■ Do this
Copy out the listing below, swapping every "Target" for "Label" and keeping everything else unchanged.

■ Raw data
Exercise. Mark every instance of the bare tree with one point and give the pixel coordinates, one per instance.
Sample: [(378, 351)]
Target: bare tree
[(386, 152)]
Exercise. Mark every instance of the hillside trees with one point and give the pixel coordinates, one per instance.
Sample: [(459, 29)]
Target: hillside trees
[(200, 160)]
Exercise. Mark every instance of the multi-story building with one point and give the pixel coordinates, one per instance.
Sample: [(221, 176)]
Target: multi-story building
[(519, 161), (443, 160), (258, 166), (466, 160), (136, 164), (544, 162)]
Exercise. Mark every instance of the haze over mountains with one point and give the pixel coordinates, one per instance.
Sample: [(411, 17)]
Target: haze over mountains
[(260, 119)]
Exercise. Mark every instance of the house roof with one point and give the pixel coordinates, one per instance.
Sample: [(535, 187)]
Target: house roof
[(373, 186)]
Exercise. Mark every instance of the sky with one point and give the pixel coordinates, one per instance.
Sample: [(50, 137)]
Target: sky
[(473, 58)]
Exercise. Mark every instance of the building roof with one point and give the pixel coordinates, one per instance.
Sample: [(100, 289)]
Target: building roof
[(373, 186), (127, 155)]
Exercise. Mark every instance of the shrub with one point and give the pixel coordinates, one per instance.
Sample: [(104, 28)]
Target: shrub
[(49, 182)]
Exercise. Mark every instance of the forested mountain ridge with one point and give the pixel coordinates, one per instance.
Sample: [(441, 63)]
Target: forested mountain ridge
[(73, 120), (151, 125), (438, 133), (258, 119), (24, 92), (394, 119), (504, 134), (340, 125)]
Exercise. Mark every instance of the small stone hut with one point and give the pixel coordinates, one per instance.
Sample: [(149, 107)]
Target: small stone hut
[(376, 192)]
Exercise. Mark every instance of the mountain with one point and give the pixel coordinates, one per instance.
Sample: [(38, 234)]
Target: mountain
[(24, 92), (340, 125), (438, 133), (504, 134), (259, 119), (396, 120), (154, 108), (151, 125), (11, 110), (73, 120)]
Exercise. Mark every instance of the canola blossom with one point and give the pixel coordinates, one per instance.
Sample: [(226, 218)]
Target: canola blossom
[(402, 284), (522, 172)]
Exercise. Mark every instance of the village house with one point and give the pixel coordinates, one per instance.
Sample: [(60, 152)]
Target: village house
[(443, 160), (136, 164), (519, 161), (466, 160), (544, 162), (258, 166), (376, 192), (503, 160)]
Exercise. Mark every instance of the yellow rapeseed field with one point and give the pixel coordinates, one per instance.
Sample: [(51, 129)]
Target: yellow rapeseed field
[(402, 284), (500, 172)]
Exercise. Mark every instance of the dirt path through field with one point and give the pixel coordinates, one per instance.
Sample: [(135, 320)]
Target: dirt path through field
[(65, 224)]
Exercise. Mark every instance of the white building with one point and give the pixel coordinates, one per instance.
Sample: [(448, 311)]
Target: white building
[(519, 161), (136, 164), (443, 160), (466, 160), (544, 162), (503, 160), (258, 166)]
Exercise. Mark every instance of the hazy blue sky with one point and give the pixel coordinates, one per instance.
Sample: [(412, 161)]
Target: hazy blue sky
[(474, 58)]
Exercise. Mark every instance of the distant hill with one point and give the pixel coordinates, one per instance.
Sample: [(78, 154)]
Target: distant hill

■ Completed exercise
Exercise. Mark every instance of the bare tree with one point and give the pixel coordinates, one per instance.
Sample: [(378, 351)]
Label: bare tree
[(386, 152)]
Exercise. Mark every instance of the hillside trees with one point and give the pixel coordinates, one per instance.
Sample: [(459, 29)]
Label: hillside trees
[(200, 160)]
Exercise. Mark every instance of the multi-story building with one point and give the pixel coordinates, one per instance.
Sample: [(221, 176)]
Label: multi-story building
[(519, 161), (443, 160), (258, 166), (466, 160), (136, 164), (544, 162)]
Exercise. Mark every instance of the haze over mountains with one point and give the pixel coordinates, one per instance.
Sample: [(411, 17)]
Label: haze over mountains
[(260, 119)]
Exercise. Mark every instance of the house roof with one point and give the pixel coordinates, one per instance.
Sample: [(535, 187)]
Label: house roof
[(373, 186)]
Exercise. Mark every instance of the sky with one point and give the pixel coordinates, one per instance.
Sample: [(50, 137)]
Label: sky
[(473, 58)]
Exercise. Mark every instance of the building roof with one point and give the pixel coordinates, one per instance.
Sample: [(100, 289)]
Label: building roof
[(373, 186), (127, 155)]
Exercise. Mark every instance of the shrub with one point and give the pixel coordinates, one per instance.
Sample: [(104, 28)]
Label: shrub
[(49, 182)]
Exercise. Mark every instance of the forested mountain ridge with one point and give the pixel coordinates, one per instance.
Sample: [(441, 63)]
Label: forested mountain ridge
[(73, 120), (151, 125), (438, 133), (258, 119), (24, 92), (394, 119), (504, 134), (340, 125)]
Exercise. Mark every instance of the small stone hut with one point and give the pixel coordinates, one per instance.
Sample: [(149, 107)]
Label: small stone hut
[(376, 192)]
Exercise. Mark every instance of the mountain with one point and give the pixel coordinates, one per instance.
Sample: [(38, 234)]
Label: mountain
[(24, 92), (340, 125), (438, 133), (504, 134), (259, 119), (396, 120), (154, 108), (151, 125), (11, 110), (73, 120)]
Exercise. Mark every instance of the canola blossom with one point and give the pixel coordinates, one per instance.
Sample: [(226, 218)]
Label: canola blossom
[(402, 284), (522, 172)]
Exercise. Mark every instance of the village house with one point and give the pixel coordinates, one per instance.
Sample: [(60, 152)]
Label: village house
[(443, 160), (136, 164), (519, 161), (466, 160), (544, 162), (258, 166), (376, 192), (503, 160)]
Exercise. Mark every instance of the yellow rapeseed field with one point and give the pixel coordinates, one per instance.
Sample: [(51, 129)]
Label: yellow rapeseed field
[(402, 284), (500, 172)]
Exercise. Mark every instance of the dirt path through field with one point and give the pixel coordinates, one per instance.
Sample: [(135, 320)]
Label: dirt path through field
[(65, 224)]
Exercise. Mark every instance of the white building with one point and give the pixel coordinates, one per instance.
Sample: [(448, 311)]
Label: white building
[(519, 161), (136, 164), (443, 160), (466, 160), (544, 162), (503, 160), (258, 166)]
Exercise. Mark every instance of the hazy blue sky with one point and give the pixel coordinates, one per instance.
Sample: [(412, 161)]
Label: hazy blue sky
[(474, 58)]
Exercise. Mark every instance of the distant hill with one point and give the pixel coordinates, one per instance.
Sample: [(78, 154)]
Label: distant hill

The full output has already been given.